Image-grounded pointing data
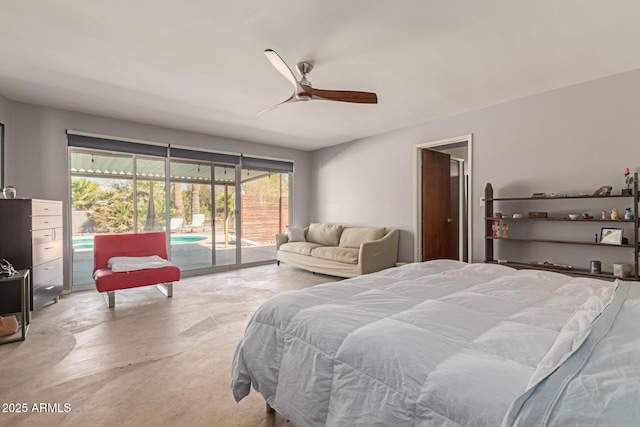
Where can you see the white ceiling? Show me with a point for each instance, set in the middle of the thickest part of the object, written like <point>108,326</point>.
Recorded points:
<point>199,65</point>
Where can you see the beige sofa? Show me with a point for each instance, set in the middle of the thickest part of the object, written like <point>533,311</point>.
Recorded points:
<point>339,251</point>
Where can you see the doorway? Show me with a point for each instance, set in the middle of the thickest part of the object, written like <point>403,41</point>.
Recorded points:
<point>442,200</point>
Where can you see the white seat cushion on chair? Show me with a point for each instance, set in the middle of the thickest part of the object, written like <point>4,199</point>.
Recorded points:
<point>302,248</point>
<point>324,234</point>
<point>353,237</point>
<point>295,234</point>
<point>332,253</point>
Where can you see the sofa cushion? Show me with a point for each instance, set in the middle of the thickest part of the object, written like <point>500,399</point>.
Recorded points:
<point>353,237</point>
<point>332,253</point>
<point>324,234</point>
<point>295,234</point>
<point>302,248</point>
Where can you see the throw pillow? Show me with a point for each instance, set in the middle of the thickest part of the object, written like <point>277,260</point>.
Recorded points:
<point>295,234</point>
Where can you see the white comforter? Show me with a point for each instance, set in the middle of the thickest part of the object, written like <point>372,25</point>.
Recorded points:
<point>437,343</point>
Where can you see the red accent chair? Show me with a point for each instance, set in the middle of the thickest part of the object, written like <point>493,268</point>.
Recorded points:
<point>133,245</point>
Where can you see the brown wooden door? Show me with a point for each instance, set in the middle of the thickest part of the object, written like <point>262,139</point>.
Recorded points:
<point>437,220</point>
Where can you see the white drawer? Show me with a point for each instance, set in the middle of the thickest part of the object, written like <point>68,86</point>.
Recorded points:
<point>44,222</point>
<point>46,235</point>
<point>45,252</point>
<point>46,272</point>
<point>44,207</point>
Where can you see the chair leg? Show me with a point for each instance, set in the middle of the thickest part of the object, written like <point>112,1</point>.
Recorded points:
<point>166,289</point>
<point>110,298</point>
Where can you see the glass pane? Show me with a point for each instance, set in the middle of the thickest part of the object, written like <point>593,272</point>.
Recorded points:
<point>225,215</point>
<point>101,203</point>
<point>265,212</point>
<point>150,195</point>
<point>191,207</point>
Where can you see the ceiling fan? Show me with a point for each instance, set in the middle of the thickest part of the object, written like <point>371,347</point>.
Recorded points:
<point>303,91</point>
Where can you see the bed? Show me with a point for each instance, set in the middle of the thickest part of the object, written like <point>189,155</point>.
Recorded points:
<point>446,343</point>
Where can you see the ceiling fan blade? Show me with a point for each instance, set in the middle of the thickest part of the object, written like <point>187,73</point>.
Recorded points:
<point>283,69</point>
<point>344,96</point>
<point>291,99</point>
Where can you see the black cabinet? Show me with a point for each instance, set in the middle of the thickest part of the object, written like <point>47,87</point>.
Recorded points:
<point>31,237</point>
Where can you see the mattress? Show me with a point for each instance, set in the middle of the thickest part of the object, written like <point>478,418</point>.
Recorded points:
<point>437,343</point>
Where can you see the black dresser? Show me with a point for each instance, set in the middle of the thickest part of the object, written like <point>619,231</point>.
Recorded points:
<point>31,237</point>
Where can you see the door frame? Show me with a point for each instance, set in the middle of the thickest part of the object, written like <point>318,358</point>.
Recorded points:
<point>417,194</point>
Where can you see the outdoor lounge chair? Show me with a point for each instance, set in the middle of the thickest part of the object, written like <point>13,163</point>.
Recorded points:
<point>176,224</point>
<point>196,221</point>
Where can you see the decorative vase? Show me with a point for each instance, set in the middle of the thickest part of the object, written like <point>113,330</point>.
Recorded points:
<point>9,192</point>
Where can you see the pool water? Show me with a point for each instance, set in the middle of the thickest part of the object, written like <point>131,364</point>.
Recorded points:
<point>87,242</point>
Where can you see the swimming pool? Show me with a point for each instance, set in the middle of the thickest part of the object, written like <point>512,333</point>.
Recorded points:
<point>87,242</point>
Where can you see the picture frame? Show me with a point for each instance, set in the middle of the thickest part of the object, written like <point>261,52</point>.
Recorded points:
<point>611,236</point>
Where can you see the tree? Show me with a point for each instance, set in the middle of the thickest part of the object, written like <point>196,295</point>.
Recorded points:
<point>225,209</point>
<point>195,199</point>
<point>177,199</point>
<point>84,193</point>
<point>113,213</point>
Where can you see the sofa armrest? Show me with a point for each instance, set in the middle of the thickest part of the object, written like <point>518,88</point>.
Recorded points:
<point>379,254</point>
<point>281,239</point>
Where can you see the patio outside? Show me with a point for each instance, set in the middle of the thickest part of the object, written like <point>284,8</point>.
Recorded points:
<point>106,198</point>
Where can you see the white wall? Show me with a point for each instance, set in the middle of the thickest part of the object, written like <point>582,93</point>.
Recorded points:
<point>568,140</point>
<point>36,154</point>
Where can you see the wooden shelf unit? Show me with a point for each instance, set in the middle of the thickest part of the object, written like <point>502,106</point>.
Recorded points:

→ What is needed: Going back to the entries above, set down exactly the lines that begin at the one with "Where can you see the white drawer?" and end at the one with "Where can you see the glass", both included, and nothing else.

→ Exercise output:
Where can you see the white drawer? Show me with a point for each instance, set in the middle of the thickest part of the object, written like <point>68,86</point>.
Recorded points:
<point>44,222</point>
<point>46,235</point>
<point>45,252</point>
<point>46,272</point>
<point>44,207</point>
Where can you see the chair leg? Show me with a point for each instance, set in the middle of the thickest part of the object, written like <point>112,1</point>.
Recorded points:
<point>166,289</point>
<point>110,298</point>
Where can you see the glass pane? Show me with a point for each instance, set in the middle of the thickest part of the object, written like <point>593,272</point>.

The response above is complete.